What is needed: Reproduce the records below exactly as shown.

=-=-=-=-=

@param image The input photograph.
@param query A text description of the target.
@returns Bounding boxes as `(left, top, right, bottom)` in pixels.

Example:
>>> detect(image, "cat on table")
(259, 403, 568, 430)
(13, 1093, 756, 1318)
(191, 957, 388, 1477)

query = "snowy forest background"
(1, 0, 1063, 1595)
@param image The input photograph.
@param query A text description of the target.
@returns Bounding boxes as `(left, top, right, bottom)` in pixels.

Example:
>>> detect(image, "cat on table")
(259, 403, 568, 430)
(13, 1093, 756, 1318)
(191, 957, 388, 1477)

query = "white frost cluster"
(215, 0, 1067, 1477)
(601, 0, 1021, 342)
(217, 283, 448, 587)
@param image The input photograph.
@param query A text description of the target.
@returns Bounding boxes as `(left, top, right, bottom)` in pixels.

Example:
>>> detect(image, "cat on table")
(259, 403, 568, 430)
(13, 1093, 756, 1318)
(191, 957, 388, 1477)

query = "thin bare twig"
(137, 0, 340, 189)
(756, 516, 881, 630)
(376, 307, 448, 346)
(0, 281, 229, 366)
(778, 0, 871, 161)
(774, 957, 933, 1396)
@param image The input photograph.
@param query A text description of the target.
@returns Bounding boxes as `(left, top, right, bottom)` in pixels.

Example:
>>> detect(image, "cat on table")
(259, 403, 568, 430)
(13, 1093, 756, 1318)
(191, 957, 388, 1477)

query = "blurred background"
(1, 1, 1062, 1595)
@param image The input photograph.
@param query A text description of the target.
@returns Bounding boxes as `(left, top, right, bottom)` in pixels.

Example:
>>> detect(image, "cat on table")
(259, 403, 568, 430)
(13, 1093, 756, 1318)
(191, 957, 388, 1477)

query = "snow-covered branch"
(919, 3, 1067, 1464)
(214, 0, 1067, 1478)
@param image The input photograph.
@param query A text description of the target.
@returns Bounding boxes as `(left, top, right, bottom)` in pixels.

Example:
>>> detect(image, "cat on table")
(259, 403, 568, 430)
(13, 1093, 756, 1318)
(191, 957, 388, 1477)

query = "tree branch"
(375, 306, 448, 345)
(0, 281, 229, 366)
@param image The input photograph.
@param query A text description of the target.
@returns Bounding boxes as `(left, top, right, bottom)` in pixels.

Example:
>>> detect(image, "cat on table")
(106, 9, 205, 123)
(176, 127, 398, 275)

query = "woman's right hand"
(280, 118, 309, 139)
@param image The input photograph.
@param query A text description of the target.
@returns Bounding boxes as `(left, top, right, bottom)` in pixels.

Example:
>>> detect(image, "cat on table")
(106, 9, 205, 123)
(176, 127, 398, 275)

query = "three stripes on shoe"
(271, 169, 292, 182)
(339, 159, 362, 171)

=-=-=-=-=

Output for this task:
@param image The input photograph.
@param query A text description of the target.
@returns Bounding boxes as `(left, top, right, bottom)` in pixels.

Example:
>>> detect(image, "cat on table")
(259, 403, 568, 430)
(13, 1093, 756, 1318)
(191, 957, 388, 1477)

query = "snowy forest background"
(1, 0, 1063, 1595)
@param image The input photograph.
@param query A text description of the target.
@returns Bounding boxes as `(left, top, right, bottom)` in pixels.

Example:
>>> detect(image, "cat on table")
(259, 403, 568, 430)
(13, 1093, 756, 1318)
(191, 957, 388, 1477)

query = "white frost cluster"
(215, 0, 1067, 1477)
(601, 0, 1021, 342)
(217, 283, 448, 587)
@param image The input photograph.
@param query A text description of the target.
@returns Bounding boxes as `(left, top, right, bottom)` in pixels.

Example:
>>> detect(image, "cat on table")
(259, 403, 568, 430)
(13, 1093, 756, 1318)
(191, 957, 388, 1477)

query = "thin bare twig"
(137, 0, 340, 189)
(756, 516, 881, 630)
(376, 307, 448, 346)
(0, 281, 229, 366)
(778, 0, 871, 161)
(774, 957, 933, 1396)
@param image The input photograph.
@param query A text description of the target.
@returns Bounding boxes as `(left, top, right, bottom)` in pixels.

Example:
>>> detect(image, "cat on table")
(259, 403, 568, 430)
(13, 1093, 756, 1318)
(191, 957, 388, 1477)

query = "blurred background"
(1, 1, 1062, 1595)
@param image The input photograph.
@param query A text description of the target.
@returns Bounding boxes as `(left, top, right, bottom)` in pixels.

Example:
>>> detect(image, "cat on table")
(259, 403, 568, 430)
(13, 1093, 756, 1318)
(191, 957, 388, 1477)

query = "snow-covered branch"
(919, 3, 1067, 1464)
(214, 0, 1067, 1478)
@param image The input photograph.
@param query A text description of the target.
@returns Bounding boxes as `(left, top, right, bottom)` in pixels.

Example:
>>> detect(image, "cat on table")
(259, 403, 568, 430)
(13, 1093, 756, 1318)
(191, 957, 388, 1477)

query = "tree branch"
(375, 306, 448, 345)
(0, 281, 229, 366)
@param image The input photograph.
@param query A text description of the target.
@returns Bounding boxes as `(left, top, right, bottom)` in pixels.

Example:
>>> detect(image, "cat on table")
(106, 9, 205, 123)
(176, 127, 398, 275)

query = "woman's right hand"
(280, 118, 309, 139)
@param image The input photograph.
@param query A text description of the target.
@returns Bounding boxes as `(left, top, right, bottom)` in pixels.

Example:
>>> detect(image, "cat on table")
(106, 9, 205, 123)
(176, 127, 398, 275)

query = "three stripes on shoe"
(271, 169, 292, 182)
(339, 159, 362, 171)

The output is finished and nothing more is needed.